Problem description >> Output nothing but the lines from the line with "Objective — locate every instance of the wooden shingle" through the end of the listing below, both ends included.

The data >>

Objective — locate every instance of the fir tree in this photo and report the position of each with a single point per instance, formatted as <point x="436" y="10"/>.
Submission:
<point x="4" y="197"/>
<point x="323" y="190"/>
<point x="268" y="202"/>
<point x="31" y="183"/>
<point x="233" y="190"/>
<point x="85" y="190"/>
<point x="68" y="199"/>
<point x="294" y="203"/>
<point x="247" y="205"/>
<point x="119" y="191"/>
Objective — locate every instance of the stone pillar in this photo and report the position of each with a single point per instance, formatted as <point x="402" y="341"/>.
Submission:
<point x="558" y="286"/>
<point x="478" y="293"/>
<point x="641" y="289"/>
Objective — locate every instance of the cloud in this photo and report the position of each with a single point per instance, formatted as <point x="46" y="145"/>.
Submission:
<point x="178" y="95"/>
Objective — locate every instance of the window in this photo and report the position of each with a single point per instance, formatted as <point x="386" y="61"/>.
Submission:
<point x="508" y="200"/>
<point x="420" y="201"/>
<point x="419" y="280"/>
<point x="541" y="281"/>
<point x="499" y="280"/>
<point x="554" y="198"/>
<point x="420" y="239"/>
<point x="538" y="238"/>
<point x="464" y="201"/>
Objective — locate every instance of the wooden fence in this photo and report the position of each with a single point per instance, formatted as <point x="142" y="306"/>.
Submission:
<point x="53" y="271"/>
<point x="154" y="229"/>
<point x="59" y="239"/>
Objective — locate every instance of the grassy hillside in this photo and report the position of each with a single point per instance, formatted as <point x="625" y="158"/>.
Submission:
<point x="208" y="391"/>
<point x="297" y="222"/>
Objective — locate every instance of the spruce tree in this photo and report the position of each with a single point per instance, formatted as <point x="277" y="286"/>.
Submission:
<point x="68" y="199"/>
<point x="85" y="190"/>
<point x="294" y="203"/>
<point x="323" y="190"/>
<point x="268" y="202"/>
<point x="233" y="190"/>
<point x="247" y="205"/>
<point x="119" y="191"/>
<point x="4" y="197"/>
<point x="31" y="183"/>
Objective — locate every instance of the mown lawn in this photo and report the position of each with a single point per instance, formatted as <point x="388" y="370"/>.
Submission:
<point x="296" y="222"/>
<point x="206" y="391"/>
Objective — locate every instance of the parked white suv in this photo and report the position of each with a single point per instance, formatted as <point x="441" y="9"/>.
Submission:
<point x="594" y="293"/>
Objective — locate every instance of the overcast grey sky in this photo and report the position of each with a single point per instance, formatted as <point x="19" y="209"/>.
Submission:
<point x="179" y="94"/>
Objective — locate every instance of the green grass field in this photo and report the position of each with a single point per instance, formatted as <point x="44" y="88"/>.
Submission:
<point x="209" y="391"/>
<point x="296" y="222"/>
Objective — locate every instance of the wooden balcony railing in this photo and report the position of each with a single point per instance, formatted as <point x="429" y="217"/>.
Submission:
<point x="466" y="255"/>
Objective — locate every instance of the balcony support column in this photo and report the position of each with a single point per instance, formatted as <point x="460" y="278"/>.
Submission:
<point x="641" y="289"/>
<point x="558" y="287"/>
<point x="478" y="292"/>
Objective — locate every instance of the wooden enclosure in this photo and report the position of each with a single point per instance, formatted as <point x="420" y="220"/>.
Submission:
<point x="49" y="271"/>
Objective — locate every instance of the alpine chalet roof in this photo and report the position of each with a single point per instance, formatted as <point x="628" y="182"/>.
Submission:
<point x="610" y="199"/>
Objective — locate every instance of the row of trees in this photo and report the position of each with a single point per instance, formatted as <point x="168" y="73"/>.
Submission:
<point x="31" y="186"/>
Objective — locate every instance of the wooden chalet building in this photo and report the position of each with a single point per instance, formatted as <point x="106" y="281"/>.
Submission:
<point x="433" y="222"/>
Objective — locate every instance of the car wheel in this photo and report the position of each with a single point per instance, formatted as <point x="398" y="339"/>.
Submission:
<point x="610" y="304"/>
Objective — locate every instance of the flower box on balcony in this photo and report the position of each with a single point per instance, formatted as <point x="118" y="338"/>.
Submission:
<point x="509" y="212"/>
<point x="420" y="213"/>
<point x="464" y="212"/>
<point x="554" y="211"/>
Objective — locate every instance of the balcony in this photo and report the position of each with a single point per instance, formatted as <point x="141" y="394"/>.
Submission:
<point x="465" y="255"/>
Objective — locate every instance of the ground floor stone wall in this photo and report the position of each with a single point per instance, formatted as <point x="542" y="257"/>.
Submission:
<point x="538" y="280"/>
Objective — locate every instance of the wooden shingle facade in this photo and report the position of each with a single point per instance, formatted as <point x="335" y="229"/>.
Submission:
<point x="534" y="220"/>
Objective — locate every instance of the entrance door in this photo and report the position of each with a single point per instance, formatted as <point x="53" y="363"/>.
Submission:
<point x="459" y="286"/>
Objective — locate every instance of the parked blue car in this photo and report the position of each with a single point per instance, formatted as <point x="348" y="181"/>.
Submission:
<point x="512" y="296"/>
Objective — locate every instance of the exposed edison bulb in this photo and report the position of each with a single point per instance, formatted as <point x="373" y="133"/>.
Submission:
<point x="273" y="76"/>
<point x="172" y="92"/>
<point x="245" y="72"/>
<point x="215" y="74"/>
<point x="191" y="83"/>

Response to the exercise >>
Objective — locate every instance of the wooden shingle facade in this photo and report the position of each with a single point per instance, formatted as <point x="335" y="229"/>.
Submission:
<point x="534" y="220"/>
Objective — locate every instance of the entrance door in this photo and report the position of each with a single point per instance, formatted as <point x="53" y="363"/>.
Submission:
<point x="459" y="286"/>
Objective — locate every instance of the parked blue car in this photo and report the position of each with a single point per instance, formatted as <point x="348" y="181"/>.
Submission:
<point x="512" y="296"/>
Objective — locate every instance of the exposed edison bulb in this photo and report the position of each with a single point per instance, formatted as <point x="373" y="133"/>.
Submission:
<point x="273" y="76"/>
<point x="172" y="92"/>
<point x="245" y="72"/>
<point x="215" y="74"/>
<point x="191" y="83"/>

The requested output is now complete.